**WORK INSTRUCTIONS**: Go through the lines below and copy each one that holds the string "webbed".

**DATA IN THIS EXERCISE**:
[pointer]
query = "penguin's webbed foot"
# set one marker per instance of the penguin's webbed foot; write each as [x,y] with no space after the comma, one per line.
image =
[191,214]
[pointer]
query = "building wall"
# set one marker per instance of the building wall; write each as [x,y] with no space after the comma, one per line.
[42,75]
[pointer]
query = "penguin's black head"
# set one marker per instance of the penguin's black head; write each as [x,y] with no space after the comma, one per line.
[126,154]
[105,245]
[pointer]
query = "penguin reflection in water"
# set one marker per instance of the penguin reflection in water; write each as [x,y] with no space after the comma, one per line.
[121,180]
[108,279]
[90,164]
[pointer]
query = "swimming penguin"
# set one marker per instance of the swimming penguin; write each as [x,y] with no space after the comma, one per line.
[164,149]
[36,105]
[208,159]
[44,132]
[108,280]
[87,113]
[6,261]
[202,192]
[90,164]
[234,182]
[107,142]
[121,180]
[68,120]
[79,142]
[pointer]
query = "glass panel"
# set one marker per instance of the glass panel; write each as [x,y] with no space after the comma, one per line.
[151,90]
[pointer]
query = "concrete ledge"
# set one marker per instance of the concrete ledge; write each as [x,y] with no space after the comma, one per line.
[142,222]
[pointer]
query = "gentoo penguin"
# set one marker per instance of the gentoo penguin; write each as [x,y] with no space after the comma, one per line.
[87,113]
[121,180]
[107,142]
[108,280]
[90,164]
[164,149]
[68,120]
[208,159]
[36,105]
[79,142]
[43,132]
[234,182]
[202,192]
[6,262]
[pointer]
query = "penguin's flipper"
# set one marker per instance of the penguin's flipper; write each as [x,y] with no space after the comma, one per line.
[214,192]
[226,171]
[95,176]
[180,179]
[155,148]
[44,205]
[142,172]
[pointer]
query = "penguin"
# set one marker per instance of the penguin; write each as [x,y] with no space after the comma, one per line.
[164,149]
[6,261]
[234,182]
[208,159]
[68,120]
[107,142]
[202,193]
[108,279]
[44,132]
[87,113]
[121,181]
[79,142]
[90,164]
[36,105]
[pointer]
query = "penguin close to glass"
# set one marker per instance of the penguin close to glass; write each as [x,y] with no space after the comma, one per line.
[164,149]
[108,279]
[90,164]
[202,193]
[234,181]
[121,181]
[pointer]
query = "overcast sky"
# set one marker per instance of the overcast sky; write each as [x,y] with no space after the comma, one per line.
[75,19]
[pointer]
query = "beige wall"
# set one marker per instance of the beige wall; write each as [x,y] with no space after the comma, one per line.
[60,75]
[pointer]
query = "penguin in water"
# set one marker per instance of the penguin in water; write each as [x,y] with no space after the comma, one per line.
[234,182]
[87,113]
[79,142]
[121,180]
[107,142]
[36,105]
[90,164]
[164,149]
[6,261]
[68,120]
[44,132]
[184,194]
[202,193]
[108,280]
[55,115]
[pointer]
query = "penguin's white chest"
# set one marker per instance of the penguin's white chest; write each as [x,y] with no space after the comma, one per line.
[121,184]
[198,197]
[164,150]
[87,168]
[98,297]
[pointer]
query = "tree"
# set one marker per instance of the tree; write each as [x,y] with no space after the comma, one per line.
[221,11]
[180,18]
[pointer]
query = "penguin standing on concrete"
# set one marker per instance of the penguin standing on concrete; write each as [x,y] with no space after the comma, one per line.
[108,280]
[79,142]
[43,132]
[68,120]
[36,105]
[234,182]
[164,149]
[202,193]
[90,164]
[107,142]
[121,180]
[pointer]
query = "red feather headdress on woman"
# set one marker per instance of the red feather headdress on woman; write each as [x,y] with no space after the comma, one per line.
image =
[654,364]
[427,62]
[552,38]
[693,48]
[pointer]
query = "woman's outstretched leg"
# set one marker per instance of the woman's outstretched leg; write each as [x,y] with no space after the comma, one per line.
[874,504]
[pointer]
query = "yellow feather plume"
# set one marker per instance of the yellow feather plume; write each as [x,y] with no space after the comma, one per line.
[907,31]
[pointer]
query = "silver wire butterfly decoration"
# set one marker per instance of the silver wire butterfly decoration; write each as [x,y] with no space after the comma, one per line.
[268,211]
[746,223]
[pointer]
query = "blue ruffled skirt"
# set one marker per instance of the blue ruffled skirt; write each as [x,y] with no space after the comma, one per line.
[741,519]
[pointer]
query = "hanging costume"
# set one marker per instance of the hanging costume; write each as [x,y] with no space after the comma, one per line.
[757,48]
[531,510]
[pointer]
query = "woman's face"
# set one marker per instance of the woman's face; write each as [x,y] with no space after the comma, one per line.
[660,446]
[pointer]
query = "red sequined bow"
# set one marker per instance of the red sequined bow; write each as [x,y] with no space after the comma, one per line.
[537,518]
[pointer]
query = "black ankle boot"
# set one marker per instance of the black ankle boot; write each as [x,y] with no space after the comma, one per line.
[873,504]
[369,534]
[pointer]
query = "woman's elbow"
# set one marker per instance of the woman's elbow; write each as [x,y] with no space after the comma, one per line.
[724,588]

**TASK RESPONSE**:
query = "penguin's webbed foot"
# set one marker per instance of the penguin's webbed foot; write each as [x,y] with no space after the comma, one per line.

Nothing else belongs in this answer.